_Yönerge A_
Kaynak belgede anlatılan filmin başkarakteri hangi yüzyılda ve hangi şehirde yaşıyordu?
_Yönerge B_
Kaynak belgeye göre filmin başkarakteri neden kendi kokusunu üretmeye karar verdi? Bir iki cümleyle açıklayın.
_Yönerge C_
Kaynak belgeyi iki cümlede özetleyin.

:: Kaynak belge ::

Etrafımızda bulunan her çeşit kokuyu, koku hafızamıza göre tanırız. Kokular, kendileri ile bağlantılı olarak geçmişte yaşanan bazı olayları, tanışılan kişileri, görülen yerleri hatırlatabilir.
Bazılarına iddialı gelse de gerçekte kokular insan hayatına yön verebilme gücüne sahiptir denilebilir ve hafıza ile sıkı ilişki içindedir. Bu durum “koku hafızası” olarak tanımlanır.
Yıllar önce bir film izlemiştim, adı: ”Koku”. 17.yy.’da Paris’te yaşayan filmin başkarakteri, her türlü kokuya karşı sıra dışı algıları olan biriydi. Ancak koku alma duyusu yüksek olsa da diğer duyuları bunun aksiydi, gelişmemişti. Bir gün kendisine ait bir ten kokusunun olmadığını fark etti ve bu duruma çözüm bulmak için kendi kokusunu kendisi üretmeye karar verdi ve filme konu olan trajedi örgüsü böylece başlamış oldu. Patrick Süskind’in romanından beyazperdeye uyarlanan film, kokunun insan hayatı içinde ne kadar önemli bir yere sahip olduğunu göstermektedir.

:::
:: Veri alıntıları ::

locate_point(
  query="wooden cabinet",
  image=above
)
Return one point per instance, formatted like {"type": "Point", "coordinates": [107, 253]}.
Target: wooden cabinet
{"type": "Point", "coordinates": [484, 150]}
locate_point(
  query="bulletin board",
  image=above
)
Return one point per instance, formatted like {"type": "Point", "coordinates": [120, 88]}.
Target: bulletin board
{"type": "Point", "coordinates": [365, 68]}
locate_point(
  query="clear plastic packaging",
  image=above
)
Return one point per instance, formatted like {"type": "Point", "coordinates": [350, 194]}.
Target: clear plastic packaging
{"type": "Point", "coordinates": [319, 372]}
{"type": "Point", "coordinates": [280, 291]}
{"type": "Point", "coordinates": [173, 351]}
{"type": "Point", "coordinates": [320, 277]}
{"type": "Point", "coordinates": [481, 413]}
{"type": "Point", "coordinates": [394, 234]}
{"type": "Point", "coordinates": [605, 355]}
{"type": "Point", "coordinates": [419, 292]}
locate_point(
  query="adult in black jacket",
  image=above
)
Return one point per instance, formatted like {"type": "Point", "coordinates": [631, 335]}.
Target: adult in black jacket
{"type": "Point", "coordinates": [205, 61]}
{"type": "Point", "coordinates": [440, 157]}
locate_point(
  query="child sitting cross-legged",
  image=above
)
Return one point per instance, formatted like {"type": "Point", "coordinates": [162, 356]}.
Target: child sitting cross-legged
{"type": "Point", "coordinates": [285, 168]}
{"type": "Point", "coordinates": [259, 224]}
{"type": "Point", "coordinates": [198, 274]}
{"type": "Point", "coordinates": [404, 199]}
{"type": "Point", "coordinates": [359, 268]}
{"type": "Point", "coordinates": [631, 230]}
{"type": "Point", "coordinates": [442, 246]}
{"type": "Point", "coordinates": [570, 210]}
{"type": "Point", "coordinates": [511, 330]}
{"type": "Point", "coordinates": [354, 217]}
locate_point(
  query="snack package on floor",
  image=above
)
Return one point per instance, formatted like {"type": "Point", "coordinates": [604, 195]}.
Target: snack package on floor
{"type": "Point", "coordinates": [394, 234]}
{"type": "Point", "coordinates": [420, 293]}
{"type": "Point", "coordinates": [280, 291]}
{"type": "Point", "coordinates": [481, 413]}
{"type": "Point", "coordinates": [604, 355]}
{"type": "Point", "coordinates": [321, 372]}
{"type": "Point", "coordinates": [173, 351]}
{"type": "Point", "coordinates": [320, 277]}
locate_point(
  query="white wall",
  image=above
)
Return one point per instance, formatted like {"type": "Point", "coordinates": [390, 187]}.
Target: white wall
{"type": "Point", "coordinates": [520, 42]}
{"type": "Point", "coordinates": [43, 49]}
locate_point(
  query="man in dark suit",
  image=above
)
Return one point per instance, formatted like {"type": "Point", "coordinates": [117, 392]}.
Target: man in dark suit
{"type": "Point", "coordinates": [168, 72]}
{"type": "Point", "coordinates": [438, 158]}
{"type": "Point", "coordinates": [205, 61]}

:::

_Yazılı yanıt A_
17. yüzyılda Paris'te yaşıyordu.

_Yazılı yanıt B_
Başkarakter bir gün kendisine ait bir ten kokusu olmadığını fark etti. Bu duruma çözüm bulmak için kendi kokusunu kendisi üretmeye karar verdi.

_Yazılı yanıt C_
Kokuları koku hafızamıza göre tanırız; hafızayla sıkı ilişki içinde olan kokular, geçmişte yaşanan olayları, tanışılan kişileri ve görülen yerleri hatırlatabilir. Patrick Süskind'in romanından uyarlanan "Koku" filmi, kendine ait ten kokusu olmadığını fark edip kendi kokusunu üretmeye karar veren bir başkarakter üzerinden kokunun insan hayatındaki önemini gösterir.